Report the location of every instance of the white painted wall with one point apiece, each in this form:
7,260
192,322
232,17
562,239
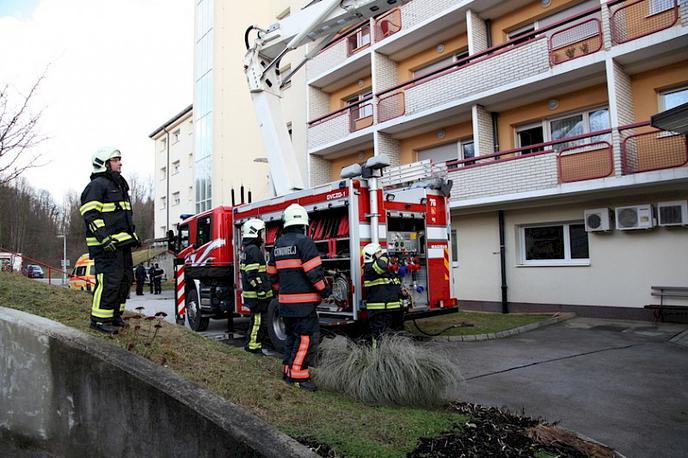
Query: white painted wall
623,265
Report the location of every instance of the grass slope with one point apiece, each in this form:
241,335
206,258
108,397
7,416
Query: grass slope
351,428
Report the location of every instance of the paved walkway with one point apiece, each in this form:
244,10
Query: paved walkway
619,382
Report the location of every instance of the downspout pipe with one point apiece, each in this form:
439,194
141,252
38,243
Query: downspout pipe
502,262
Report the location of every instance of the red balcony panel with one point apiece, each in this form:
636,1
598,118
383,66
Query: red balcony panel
630,20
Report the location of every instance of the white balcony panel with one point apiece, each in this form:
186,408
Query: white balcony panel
328,131
327,59
513,65
415,12
520,175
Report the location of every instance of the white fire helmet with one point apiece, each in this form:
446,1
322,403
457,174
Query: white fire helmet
251,228
103,155
370,250
295,215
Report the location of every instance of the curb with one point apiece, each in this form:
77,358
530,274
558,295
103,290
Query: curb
556,318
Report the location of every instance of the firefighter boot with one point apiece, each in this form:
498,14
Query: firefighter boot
104,326
307,385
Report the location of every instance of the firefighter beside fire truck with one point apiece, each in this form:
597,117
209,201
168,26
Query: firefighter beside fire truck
257,291
383,292
297,274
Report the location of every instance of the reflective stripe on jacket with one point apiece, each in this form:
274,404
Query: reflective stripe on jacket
296,269
382,287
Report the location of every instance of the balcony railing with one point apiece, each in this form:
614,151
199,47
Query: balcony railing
388,24
634,19
340,123
525,56
644,149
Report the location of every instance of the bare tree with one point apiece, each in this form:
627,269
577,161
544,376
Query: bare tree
18,132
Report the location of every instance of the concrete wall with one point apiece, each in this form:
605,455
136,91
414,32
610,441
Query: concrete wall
623,264
69,394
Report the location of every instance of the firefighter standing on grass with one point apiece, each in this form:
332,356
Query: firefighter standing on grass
110,235
255,284
296,270
383,293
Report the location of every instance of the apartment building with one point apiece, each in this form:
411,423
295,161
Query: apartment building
173,174
539,111
229,154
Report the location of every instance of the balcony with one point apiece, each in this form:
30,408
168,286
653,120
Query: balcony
579,159
630,20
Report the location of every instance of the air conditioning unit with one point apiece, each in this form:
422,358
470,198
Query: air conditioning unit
673,213
634,217
597,220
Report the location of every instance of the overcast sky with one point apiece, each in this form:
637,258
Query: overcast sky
117,70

+ + + +

- **Problem to work on**:
Quote the full listing above word for word; exclude every picture from the copy.

- **Response below**:
Report the location of every instance of the white painted wall with one point apiece, each in this form:
7,260
192,322
232,17
562,239
Query: white painted wall
623,265
Report the location of every instance of the grass slope with one point apiece, each in this form:
241,335
206,258
108,397
7,416
Query: grass slope
351,428
Report the location of every instance of the paved walkway with one point apiece, each in this form:
244,10
Query: paved walkway
619,382
Report the location of every instance of the downspout pipe with one point apiece, each in this form:
439,194
141,252
38,243
Query: downspout pipe
502,262
Report the location of every instance of the red balcony panel with one point apiece, each in this form:
636,1
598,118
383,66
Query: red balcony panel
630,20
Report the location of every instance of the white balcony panel with one point apiece, each in this form:
186,408
Query: white balcony panel
328,131
327,59
513,65
415,12
520,175
Report the location of every instance of the white fire helmet with one point apiece, each in this form:
446,1
322,403
457,174
Query: white fire helmet
251,228
103,155
370,250
295,215
Report the location of every instance of the curb with one point apiece, each in this form:
77,358
530,274
558,295
103,290
Query: curb
556,318
Report the location of every instance of the firefighter boot with one point apiece, each in this form:
498,14
Query: firefighter boot
104,326
307,385
Report the location of every instance of the firefighter beside fire truck with one point apiece, each in this form:
597,117
209,201
168,26
Query: firefighter beside fire truck
257,291
383,292
297,274
Report the location of every instance of the reflective stripe on jacket with one point apiece, each in this form:
274,404
Query: reflective stripe on jacket
296,269
382,287
Report the location of every instance of the balcony railing with one point apiece, each in this form:
614,151
199,47
Query: balcony railing
388,24
634,19
340,123
525,56
644,149
Report the location of every instance of the bare tree with one point apiece, each in this form:
627,269
577,161
544,376
Query: bare tree
18,132
Report the location of every instance of the concrete wall with one point apiece, each in this form:
605,455
136,91
414,32
610,441
Query: concrete wall
623,264
69,394
Report the location of every instance of the firefighter standing on grass with one point apiece, each in this form:
332,356
Query: firefighter standing on grass
110,235
255,284
296,270
383,293
Report the location of every instance of the apartment building with one point apiece, each in this form:
411,423
295,161
Query: apartment building
173,174
539,111
229,154
Report the location of every instance of the balcony with one point apiece, each in this form:
30,408
168,286
653,120
Query: balcony
579,159
630,20
Report the location of every instance of the air conditioning unit with one point apiece, each in this form:
422,358
470,198
Query: air conditioning unit
673,213
634,217
597,220
Report the location of every instance of the overcast sky with one point apiece, each in this form:
637,258
Query: overcast sky
117,70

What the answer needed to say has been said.